PROBLEM DETAILS - Could you quote verbatim the stretch of the entries that opens with the line containing "post and report the position of each." and runs through the end of the entries, including both ends?

Start of RECORDS

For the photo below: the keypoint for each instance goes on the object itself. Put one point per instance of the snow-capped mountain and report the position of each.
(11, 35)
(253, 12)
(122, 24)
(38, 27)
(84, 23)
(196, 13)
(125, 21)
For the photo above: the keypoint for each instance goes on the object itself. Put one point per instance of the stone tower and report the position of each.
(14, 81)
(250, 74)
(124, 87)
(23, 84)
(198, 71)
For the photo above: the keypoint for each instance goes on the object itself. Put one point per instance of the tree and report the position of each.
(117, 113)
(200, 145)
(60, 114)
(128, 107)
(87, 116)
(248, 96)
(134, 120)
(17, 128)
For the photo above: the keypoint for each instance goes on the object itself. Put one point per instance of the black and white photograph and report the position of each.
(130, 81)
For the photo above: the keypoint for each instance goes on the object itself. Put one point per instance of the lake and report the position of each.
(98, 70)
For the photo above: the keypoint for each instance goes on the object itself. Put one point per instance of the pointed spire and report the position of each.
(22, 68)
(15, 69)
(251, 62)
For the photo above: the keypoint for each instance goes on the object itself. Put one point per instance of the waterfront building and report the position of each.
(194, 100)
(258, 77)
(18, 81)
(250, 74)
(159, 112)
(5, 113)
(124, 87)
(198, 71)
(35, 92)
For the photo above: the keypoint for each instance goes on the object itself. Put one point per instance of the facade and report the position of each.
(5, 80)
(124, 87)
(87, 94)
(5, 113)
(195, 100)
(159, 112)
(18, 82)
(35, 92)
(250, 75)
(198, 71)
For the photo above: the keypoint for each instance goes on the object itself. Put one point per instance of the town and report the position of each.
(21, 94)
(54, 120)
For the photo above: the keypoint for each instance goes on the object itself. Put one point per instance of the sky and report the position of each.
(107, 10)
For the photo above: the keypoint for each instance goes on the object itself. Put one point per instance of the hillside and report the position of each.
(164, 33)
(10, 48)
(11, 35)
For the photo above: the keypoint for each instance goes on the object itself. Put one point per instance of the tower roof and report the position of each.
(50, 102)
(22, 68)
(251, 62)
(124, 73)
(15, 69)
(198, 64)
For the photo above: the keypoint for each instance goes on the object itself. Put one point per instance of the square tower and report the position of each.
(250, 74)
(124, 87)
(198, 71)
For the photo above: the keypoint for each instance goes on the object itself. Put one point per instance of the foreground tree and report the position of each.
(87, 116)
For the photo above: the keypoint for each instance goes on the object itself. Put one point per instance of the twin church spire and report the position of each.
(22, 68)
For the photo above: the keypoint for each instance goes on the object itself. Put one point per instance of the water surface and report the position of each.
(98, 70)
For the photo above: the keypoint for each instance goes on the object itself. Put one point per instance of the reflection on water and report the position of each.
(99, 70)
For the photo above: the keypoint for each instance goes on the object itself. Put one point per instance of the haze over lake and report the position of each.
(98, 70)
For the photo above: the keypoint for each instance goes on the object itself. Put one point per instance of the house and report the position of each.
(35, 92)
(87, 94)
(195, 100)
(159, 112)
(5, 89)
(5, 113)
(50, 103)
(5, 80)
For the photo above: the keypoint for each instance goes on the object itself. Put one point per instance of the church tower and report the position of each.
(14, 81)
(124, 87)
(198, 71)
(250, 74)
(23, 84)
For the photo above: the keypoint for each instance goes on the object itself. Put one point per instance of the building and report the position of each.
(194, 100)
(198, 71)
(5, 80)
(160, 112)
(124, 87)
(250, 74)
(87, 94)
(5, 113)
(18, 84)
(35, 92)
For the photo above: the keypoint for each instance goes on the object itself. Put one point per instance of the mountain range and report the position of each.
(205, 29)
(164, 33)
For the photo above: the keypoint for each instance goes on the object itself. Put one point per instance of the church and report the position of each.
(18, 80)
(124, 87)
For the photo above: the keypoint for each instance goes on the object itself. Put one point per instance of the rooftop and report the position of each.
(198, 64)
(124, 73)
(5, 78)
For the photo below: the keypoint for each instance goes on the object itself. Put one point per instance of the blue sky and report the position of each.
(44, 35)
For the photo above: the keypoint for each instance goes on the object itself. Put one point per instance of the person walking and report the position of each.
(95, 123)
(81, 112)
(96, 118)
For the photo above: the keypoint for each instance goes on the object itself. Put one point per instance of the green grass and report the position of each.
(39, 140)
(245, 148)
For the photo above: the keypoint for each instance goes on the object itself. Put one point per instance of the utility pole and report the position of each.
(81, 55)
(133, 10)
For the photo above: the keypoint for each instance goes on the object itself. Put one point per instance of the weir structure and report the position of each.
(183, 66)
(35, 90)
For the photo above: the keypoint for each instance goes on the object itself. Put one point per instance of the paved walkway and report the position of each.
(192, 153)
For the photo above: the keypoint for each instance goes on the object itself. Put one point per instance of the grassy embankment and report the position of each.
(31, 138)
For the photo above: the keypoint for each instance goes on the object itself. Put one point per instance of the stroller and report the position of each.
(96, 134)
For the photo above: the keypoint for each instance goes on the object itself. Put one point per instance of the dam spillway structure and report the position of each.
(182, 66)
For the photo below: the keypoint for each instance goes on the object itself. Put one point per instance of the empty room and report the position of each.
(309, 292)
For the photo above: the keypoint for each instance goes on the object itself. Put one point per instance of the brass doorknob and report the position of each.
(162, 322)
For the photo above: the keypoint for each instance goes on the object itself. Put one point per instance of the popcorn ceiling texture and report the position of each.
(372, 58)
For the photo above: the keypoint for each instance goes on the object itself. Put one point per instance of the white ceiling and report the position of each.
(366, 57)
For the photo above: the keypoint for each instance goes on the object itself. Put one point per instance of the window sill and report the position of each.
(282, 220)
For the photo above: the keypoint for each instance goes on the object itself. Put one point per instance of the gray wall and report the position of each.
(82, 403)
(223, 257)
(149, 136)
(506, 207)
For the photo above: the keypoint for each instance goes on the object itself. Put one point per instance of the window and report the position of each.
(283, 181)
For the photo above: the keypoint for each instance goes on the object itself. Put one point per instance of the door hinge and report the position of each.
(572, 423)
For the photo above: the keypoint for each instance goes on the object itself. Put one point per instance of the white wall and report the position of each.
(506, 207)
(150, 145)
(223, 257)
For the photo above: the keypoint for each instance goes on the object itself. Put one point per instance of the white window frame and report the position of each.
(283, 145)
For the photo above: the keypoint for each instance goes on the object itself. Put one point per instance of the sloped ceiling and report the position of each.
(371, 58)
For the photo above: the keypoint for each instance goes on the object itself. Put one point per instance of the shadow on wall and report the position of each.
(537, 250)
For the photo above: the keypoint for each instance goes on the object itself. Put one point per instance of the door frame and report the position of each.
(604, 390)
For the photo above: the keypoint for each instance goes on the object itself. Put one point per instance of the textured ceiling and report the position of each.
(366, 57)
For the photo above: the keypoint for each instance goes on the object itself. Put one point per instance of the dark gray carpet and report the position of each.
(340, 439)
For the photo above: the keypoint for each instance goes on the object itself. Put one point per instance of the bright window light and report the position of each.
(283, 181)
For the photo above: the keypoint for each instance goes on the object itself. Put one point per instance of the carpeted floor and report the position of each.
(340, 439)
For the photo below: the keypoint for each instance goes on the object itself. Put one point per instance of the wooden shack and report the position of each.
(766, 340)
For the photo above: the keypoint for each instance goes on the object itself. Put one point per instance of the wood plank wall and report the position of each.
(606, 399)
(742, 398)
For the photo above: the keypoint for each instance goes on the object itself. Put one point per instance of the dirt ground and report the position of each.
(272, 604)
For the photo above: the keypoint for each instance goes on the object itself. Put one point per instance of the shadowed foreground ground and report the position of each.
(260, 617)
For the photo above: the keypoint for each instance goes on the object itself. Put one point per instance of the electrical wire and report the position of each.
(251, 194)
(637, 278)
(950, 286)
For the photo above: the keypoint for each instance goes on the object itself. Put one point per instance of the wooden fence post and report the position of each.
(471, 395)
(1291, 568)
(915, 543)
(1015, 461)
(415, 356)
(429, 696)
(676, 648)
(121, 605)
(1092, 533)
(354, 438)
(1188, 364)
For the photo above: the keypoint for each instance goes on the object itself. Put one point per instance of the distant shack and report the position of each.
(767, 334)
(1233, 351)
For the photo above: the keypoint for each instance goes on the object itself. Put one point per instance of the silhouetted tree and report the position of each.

End of RECORDS

RESULT -
For the photo above: the keypoint for each instance goes on the object itself. Put one point per instance of the wooden fence post and report the position of each.
(471, 395)
(1291, 568)
(915, 543)
(1015, 461)
(415, 356)
(429, 696)
(676, 648)
(121, 605)
(1092, 533)
(354, 438)
(1188, 364)
For the photo above: the keypoint for each instance goes on the object itself. Put one point per instance of the distant shack and report the position of each.
(767, 334)
(1233, 351)
For the photo above: the keypoint for each instance goes on the object itself. Put one point per instance of the silhouetted tree and report the position of each.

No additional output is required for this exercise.